D-1521 Auf dem Lutherweg

Von Utphe nach Berstadt (3 km)

Auf dem Abschnitt zwischen dem Hungener Stadtteil Utphe und dem Wölfersheimer Ortsteil Berstadt überschreiten wir nicht nur eine Gemeindegrenze sondern auch die Grenze vom Landkreis Gießen und dem Wetteraukreis. Wie schon auf dem Abschnitt zwischen Münzenberg und Rockenberg (Nordroute) führt uns der Weg durch reines Ackerland. Vor dem Verlassen der Ortsgrenzen verweisen die Erschaffer des Lutherweges mit Schildern darauf, dass man mit Rücksicht auf die Landwirtschaft auf Wegweiser im freiem Feld verzichtet hat und den Wegverlauf auf einer kleinen Tafel beschreibt.

Wie auch in Rockenberg wurde eine solche Tafel nur für Wanderer in Richtung Eisenach angebracht. Als wir in Utphe losmarschierten, fanden wir eine solche Tafel nicht vor. Deshalb sind wir auch um eine Kreuzung zu früh nach links abgebogen und auf Berstadt zumarschiert. Wir kamen auch so zum Zielpunkt, mussten aber dann in Berstadt große Umwege gehen, um zum Anknüpfpunkt am so genannten Tanzhof zu gelangen. Auf dem Rückweg war alles ganz einfach…

Meine Begleiterin war am 2. Sonntag im Januar 2021 Britt Dannewitz, die wie ich Mitglied des Vereines „Kleine Wanderwelt Arbeitskreis Mittelhessen“ ist. Es war die Zeit des zweiten Lockdowns, in dem es nicht erlaubt war, mit mehreren Personen auf Wanderschaft zu gehen. In dieser Zeit sah man auch auf wenig attraktiven Wegen eine große Anzahl an Wanderern und Spaziergängern.

• Anhand der Angaben:
(A) Beantworte anhand des Textes über den Lutherweg von Utphe nach Berstadt die folgenden Fragen.
(i) Wie lang ist der Abschnitt von Utphe nach Berstadt?
(ii) Für Wanderer in welche Richtung wurde die Tafel mit der Wegbeschreibung angebracht?
(iii) Welchem Verein gehört die Begleiterin an?
(B) Kopiere aus dem Text über den Lutherweg die Passage von „Wie auch in“ bis einschließlich „Wanderern und Spaziergängern.“ wortgetreu.
Das anschließende Material steht für sich und gehört nicht zum Text.

• Rohdaten:
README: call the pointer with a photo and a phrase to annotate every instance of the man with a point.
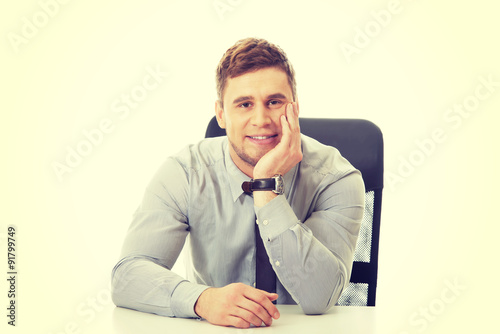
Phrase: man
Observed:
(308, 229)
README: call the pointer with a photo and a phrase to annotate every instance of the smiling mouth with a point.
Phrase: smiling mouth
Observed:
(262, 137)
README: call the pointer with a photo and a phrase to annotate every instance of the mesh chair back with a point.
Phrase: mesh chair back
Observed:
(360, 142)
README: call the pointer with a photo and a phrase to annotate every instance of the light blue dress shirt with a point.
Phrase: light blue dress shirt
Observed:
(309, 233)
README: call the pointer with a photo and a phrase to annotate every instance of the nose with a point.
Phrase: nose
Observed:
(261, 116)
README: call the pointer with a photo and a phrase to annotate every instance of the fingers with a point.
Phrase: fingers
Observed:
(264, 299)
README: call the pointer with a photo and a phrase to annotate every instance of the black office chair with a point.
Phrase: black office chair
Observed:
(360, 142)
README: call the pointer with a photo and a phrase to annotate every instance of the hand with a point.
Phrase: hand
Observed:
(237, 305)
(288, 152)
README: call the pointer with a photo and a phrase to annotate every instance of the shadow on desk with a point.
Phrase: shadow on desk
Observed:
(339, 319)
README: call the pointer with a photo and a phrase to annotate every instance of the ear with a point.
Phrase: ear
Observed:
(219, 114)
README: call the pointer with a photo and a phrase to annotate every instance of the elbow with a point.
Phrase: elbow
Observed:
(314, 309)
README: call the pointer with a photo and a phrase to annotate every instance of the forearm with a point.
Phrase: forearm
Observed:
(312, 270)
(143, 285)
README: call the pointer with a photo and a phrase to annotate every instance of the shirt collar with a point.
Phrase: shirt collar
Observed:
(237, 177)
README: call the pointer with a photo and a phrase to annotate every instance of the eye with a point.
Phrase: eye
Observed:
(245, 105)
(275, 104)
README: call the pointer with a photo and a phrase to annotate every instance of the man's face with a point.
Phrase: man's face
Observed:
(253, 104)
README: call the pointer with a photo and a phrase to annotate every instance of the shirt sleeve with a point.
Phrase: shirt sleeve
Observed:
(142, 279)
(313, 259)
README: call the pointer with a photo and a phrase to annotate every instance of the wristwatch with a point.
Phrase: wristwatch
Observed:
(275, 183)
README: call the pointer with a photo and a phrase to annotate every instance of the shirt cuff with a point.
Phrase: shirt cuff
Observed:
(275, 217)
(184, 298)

==

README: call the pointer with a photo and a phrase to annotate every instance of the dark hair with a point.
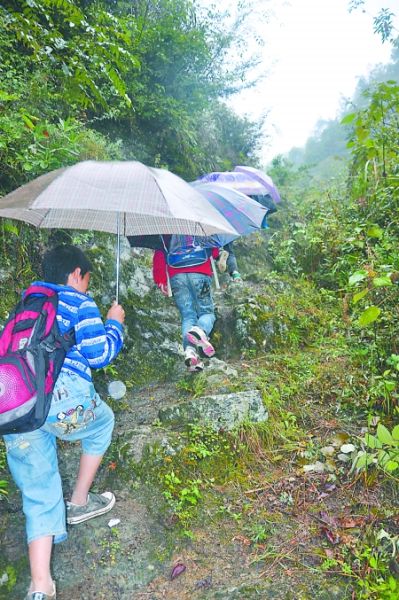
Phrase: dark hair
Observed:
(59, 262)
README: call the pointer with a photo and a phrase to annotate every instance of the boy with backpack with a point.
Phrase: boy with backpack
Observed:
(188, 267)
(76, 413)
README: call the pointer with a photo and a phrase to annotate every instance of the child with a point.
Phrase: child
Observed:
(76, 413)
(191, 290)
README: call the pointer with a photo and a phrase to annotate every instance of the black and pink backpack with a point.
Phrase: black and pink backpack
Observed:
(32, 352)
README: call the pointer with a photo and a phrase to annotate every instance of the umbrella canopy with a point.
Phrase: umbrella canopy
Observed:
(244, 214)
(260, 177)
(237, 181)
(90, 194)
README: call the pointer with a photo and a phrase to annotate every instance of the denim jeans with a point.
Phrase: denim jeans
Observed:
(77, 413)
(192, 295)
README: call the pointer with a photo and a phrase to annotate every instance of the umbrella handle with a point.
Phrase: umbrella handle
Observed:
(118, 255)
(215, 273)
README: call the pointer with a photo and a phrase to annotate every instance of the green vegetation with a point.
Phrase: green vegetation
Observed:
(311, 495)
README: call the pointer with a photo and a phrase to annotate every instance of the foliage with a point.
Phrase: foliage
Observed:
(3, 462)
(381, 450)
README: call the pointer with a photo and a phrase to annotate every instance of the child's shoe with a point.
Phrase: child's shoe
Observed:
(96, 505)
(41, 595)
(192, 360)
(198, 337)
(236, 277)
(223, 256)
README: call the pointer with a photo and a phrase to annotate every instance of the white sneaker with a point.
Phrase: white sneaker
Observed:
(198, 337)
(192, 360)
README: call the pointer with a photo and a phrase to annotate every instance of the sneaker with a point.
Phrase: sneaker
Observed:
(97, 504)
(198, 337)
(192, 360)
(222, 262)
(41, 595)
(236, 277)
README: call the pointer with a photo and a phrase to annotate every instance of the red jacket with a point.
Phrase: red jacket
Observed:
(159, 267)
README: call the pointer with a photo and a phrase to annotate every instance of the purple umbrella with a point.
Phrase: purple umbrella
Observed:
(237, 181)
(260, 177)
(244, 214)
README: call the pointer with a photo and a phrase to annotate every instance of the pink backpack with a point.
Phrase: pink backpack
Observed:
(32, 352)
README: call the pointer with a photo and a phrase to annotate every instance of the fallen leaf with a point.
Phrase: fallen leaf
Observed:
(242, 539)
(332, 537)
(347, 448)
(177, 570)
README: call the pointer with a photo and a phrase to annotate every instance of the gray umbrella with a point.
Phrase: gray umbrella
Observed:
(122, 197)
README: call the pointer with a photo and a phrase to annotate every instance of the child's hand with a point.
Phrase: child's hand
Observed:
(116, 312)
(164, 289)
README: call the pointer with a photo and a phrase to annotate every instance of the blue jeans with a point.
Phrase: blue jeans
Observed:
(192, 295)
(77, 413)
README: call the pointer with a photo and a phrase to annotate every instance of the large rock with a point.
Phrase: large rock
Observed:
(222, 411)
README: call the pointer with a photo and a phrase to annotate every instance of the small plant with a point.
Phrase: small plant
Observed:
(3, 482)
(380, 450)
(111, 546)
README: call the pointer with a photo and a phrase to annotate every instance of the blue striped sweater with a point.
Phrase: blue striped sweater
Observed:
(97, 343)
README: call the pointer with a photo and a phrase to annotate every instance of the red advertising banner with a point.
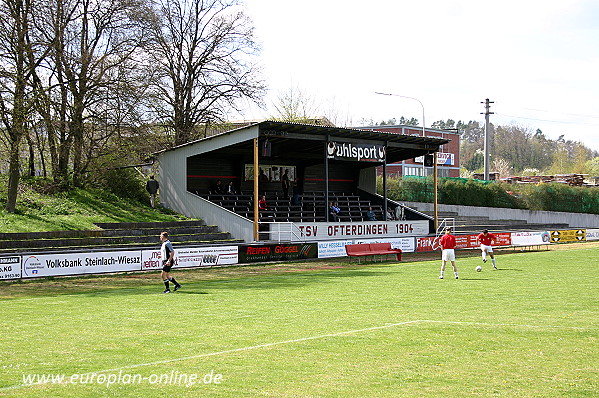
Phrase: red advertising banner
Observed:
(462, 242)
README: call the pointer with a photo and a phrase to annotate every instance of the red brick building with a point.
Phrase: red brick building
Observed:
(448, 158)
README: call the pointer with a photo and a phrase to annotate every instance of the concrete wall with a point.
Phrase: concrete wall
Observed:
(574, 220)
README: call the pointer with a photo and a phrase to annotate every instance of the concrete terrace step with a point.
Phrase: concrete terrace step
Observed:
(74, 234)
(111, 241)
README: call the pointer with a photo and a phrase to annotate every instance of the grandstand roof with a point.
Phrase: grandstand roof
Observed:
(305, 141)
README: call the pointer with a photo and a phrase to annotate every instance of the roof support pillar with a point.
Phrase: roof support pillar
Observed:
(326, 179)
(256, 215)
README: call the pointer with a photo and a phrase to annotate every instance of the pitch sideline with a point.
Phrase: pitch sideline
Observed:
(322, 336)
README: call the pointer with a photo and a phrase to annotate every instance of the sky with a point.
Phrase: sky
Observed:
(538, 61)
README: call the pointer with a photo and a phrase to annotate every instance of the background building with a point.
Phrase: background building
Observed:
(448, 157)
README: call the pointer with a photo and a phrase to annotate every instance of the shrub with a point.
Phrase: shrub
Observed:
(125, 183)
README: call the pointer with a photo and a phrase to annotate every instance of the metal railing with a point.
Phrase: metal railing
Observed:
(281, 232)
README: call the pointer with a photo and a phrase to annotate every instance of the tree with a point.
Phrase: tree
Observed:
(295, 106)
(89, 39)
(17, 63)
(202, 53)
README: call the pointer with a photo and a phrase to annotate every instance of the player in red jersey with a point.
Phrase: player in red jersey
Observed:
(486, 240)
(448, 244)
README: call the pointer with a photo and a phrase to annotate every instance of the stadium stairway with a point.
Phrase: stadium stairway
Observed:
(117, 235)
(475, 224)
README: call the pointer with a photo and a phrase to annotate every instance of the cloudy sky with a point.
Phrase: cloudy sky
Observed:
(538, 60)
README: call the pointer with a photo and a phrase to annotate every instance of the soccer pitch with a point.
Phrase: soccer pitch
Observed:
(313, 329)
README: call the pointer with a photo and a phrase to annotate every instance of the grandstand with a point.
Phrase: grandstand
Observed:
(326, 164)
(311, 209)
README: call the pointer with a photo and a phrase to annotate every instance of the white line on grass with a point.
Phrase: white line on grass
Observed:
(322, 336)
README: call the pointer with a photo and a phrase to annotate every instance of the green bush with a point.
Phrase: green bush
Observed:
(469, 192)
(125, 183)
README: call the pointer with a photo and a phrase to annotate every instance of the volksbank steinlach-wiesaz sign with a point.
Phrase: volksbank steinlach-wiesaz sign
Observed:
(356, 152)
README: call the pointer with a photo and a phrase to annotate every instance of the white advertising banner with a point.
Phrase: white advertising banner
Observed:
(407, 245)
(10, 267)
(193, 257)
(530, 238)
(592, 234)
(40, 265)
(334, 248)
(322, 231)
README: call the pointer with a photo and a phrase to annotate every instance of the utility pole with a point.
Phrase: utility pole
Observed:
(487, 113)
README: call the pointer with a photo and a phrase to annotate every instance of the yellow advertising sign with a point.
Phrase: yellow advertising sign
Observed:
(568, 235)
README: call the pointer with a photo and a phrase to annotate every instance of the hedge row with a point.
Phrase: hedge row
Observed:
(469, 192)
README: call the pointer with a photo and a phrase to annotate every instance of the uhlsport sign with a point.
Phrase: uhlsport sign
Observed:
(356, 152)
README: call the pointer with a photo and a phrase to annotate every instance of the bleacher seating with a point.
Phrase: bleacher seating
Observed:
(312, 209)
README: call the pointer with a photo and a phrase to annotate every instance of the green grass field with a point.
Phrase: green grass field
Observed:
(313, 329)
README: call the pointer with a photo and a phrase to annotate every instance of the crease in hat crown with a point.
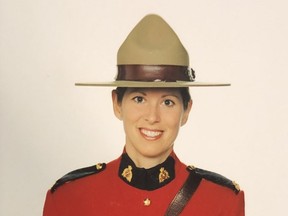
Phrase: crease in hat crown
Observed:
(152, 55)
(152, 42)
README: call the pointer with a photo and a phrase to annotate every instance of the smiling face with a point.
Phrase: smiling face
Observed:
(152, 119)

==

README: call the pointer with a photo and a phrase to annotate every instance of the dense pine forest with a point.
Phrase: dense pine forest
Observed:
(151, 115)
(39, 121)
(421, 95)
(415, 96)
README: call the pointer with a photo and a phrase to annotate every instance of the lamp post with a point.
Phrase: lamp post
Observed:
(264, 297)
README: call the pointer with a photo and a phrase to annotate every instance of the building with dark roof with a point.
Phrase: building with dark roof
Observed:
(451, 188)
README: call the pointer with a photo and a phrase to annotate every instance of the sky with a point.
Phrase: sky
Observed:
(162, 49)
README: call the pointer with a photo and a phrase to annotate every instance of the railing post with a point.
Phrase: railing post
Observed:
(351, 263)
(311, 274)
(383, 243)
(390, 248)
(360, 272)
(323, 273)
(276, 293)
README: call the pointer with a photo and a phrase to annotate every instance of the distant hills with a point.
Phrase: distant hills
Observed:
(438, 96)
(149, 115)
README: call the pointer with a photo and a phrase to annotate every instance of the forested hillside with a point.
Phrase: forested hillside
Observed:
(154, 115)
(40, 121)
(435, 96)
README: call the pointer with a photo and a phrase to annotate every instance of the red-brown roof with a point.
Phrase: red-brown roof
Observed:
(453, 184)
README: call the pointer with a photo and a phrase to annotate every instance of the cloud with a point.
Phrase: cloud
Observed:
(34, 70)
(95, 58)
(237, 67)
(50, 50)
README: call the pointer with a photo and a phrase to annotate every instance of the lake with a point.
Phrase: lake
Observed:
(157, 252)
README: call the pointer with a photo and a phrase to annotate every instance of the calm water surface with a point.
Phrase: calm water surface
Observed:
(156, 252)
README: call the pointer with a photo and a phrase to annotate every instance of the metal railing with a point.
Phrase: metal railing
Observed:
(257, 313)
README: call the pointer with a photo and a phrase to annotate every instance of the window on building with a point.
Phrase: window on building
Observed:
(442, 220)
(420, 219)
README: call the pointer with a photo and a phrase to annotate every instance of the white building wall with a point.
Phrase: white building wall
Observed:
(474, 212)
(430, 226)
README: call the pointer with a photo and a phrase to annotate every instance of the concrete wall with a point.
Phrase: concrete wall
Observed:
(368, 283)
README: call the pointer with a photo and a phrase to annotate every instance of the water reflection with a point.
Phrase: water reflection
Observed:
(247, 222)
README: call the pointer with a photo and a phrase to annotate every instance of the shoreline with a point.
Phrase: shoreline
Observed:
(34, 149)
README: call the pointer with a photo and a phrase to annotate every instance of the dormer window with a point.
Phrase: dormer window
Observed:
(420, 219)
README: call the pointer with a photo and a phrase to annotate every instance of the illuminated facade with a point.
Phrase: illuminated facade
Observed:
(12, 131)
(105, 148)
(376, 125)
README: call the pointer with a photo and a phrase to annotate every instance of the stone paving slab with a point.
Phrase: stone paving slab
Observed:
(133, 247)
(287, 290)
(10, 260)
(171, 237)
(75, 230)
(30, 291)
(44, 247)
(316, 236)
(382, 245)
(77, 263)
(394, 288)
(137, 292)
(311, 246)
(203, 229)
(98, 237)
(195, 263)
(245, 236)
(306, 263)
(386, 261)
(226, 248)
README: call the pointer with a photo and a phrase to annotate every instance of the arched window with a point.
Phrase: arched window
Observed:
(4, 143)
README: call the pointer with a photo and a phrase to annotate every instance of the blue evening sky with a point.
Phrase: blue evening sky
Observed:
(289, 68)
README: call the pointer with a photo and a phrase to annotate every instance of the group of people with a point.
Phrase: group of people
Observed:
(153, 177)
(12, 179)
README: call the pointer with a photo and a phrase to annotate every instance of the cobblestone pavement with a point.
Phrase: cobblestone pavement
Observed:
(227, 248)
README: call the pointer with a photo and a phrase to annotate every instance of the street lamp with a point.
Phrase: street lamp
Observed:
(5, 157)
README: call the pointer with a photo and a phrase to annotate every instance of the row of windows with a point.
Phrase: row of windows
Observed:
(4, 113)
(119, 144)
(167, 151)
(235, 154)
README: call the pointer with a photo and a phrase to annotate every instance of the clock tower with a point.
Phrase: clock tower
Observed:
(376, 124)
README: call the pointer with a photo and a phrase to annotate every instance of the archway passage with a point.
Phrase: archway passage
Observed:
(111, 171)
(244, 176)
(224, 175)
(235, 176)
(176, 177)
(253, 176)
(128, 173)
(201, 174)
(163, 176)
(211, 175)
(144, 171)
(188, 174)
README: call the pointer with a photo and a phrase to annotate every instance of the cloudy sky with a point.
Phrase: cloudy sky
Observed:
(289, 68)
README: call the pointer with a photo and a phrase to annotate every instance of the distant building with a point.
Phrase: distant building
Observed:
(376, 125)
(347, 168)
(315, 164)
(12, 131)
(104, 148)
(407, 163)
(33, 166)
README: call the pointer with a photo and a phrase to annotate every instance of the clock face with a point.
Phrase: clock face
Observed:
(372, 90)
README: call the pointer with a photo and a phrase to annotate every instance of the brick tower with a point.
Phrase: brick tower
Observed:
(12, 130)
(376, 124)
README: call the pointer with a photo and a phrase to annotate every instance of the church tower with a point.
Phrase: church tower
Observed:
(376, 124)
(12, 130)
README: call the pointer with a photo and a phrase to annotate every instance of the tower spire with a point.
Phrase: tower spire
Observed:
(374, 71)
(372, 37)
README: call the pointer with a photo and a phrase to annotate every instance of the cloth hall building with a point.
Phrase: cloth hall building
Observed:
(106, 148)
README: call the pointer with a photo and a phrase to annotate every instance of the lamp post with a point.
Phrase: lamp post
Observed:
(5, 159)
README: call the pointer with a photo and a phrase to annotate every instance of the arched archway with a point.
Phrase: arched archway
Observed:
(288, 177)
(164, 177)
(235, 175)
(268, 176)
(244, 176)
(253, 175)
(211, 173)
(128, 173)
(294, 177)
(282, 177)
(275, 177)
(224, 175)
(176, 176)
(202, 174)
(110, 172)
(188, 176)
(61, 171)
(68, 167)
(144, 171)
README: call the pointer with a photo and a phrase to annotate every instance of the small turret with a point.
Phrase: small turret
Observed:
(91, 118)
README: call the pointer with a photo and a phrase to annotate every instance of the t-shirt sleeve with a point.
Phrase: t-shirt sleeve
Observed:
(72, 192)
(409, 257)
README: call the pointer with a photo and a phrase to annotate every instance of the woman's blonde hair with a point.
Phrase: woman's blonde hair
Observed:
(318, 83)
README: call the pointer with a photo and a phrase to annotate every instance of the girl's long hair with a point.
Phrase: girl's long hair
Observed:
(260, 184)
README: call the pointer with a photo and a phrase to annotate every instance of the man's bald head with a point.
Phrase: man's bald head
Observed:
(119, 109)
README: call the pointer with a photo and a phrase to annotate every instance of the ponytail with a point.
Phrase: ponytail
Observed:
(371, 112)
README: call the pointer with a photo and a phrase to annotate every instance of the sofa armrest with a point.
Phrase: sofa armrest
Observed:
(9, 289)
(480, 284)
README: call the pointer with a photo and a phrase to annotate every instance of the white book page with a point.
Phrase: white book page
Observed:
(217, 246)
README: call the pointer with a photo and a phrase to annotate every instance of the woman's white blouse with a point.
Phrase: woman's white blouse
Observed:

• Lösungen zur Übung:
(A)
(i) 3 km
(ii) In Richtung Eisenach
(iii) Dem Verein „Kleine Wanderwelt Arbeitskreis Mittelhessen“

(B)
Wie auch in Rockenberg wurde eine solche Tafel nur für Wanderer in Richtung Eisenach angebracht. Als wir in Utphe losmarschierten, fanden wir eine solche Tafel nicht vor. Deshalb sind wir auch um eine Kreuzung zu früh nach links abgebogen und auf Berstadt zumarschiert. Wir kamen auch so zum Zielpunkt, mussten aber dann in Berstadt große Umwege gehen, um zum Anknüpfpunkt am so genannten Tanzhof zu gelangen. Auf dem Rückweg war alles ganz einfach…

Meine Begleiterin war am 2. Sonntag im Januar 2021 Britt Dannewitz, die wie ich Mitglied des Vereines „Kleine Wanderwelt Arbeitskreis Mittelhessen“ ist. Es war die Zeit des zweiten Lockdowns, in dem es nicht erlaubt war, mit mehreren Personen auf Wanderschaft zu gehen. In dieser Zeit sah man auch auf wenig attraktiven Wegen eine große Anzahl an Wanderern und Spaziergängern.